> **What you will do**
Resume the ATLAS UK Cloud Support meeting minutes from the point where they stop, and keep writing them in the same style.

> **Reading text**
ATLAS UK Cloud Support

Europe/London
Vidyo

Vidyo

Tim Adye (Science and Technology Facilities Council STFC (GB)), Stewart Martin-Haugh (Science and Technology Facilities Council STFC (GB))
ATLAS UK Cloud Support meeting minutes, 6 June 2019

Present: Alessandra Forti (Manchester), Brian Davies (RAL), Dan Traynor (QMUL), Elena Korolkova (Sheffield), Kashif Mohammad (Oxford), Matt Doidge (Lancaster), Sam Skipsey (Glasgow), Tim Adye (RAL), Vip Davda (Oxford)

Outstanding tickets:

* UKI-SCOTGRID-ECDF_LOCALGROUPDISK blacklisted in DDM: OFF for uw (DISKSPACE). More info
     Leave it unless users complain.
* ggus 141234 UKI-SCOTGRID-DURHAM Lost heartbeats
    Elena: Seemed better on Tuesday. Will check again now and, if good, close the ticket.
* ggus 141167 High number of hits on ATLAS backup proxies from UKI-SCOTGRID-DURHAM WNs
    Sam: Durham changed its IP address range, which necessitated Glasgow Frontier Squid ACL change, and Durham firewall settings. Now seems to be resolved.
    Elena will close the ticket.
* ggus 141611 Missing file at UKI-NORTHGRID-MAN-HEP_DATADISK
    Alessandra said the file was not there. Will declare lost in Rucio.
* ggus 141549 ATLAS-RAL-Frontier and some of Lpad-RAL-LCG2 squid degraded
    2/3 RAL Frontier servers filled up the disk with a logfile on Sunday.
    Restored quickly, and now fixed logrotate to stop it happening again. Can close ticket.
* ggus 141571 UKI-SOUTHGRID-OX-HEP "could not open connection" transfer errors
    Kashif enabled GridFTP redirect on DOME.
    Sam said that GridFTP is fine, only SRM is broken.
    ATLAS doesn't need SRM, but it is still used at Oxford for other VOs and Nagios.
    Proposed to switch off ATLAS use of SRM, so ATLAS can keep going while Kashif fixes SRM for others.
    Alessandra will switch off SRM in AGIS for Oxford and Lancaster.
* ggus 141579 Problem with access to some files on UKI-SOUTHGRID-RALPP
    In the ticket, Chris says this is load related and should recover when load drops.

Ongoing issues (new comments marked in green):

1. Bham XCache (Mark/Elena)
    14/3: Following discussion at Jamboree Mark agreed to install XCache ib Bham. Mark asked for support and Ilija and Rod will help him to install XCache. Mark can deploy it by himself  ( install on bare metal or using singularity / docker container) or deploy kubernetes cluster with SLATE and Elena does the rest, keep it up and running, updated, monitored, set up in AGIS.

> **Recorded data**
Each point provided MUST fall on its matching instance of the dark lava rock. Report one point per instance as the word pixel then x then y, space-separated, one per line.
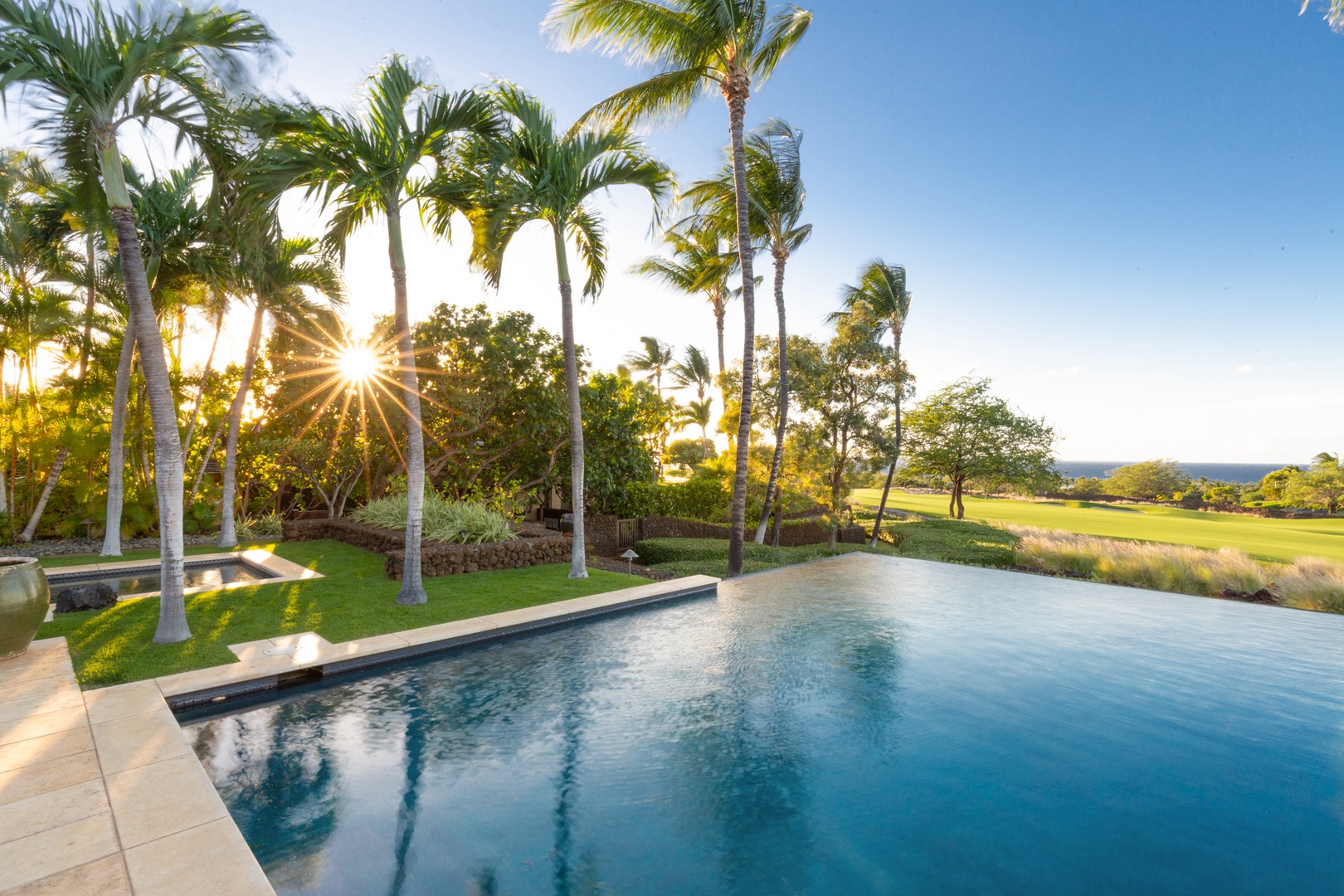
pixel 1264 596
pixel 100 596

> **Answer to this exercise**
    Sam suggested to discuss Bham XCache setup at the Storage meeting next week. Elena will send email to Mark
    21/03: Sam: Mark has a lot of experience setting up xrootd, so XCache setup should be a simple for him. He will setup XCache at Birmingham and agreed to be on-call. Mark can then advise other sites, eg. with Puppet. We won't use SLATE.
    Brian: ATLAS UK should do any needed AGIS setup.
    Sam: will need to understand how ATLAS uses XCache.
    04/04: Birmingham has XCache setup. Still need changes in AGIS, eg. to create an RSE. Alessandra will do it.
    18/04: Alessandra has been looking how to create RSE. Will need to contact DDM experts to understand what to change in AGIS. Perhaps there is already an XCache RSE defined at ECDF that could be used as a model model.
    02/05: Sam reported on the work, mainly by Mark and Alessandra. Some movement on configuring AGIS, but it broke things. Mario a bit reluctant because needs new Rucio features.
    Two modes we'd like to try: one cache and proxy on site and ATLAS knows nothing about the proxy. Other mode (beta) uses Rucio volatile storage. Some confusion as to which one we wanted to test. We (UK) would be happy with simple proxy, but ATLAS wants to test volatile storage.
    09/05: Brian debugging xcache it with xrdcp. Was confused by "no such file" message in debug log. This is normal for successful transfer.
    16/05: Brian: can xrdcp via Birmingham XCache from other sites, but problem with RAL Echo. Have a fix for RAL Echo, verified with a test gateway.
    Alessandra: RAL Echo via XCache will be needed eventually. Brian will put in a JIRA ticket.
    Alessandra: Rucio not yet ready to use XCache RSE. See https://its.cern.ch/jira/browse/ADCINFR-121 (and linked https://github.com/rucio/rucio/issues/2511)
    30/05: Brain will check after Alessandra's storage update
    06/06: Sam said that Teng will set up XCache monitoring  for Mark. Based on stuff he did at ECDF.
    Alessandra checked a few days ago. Stefan had changed the fairshare. Should be running more jobs now. These jobs use the XCache, so we can start to see how they do (especially once the XCache monitoring is available).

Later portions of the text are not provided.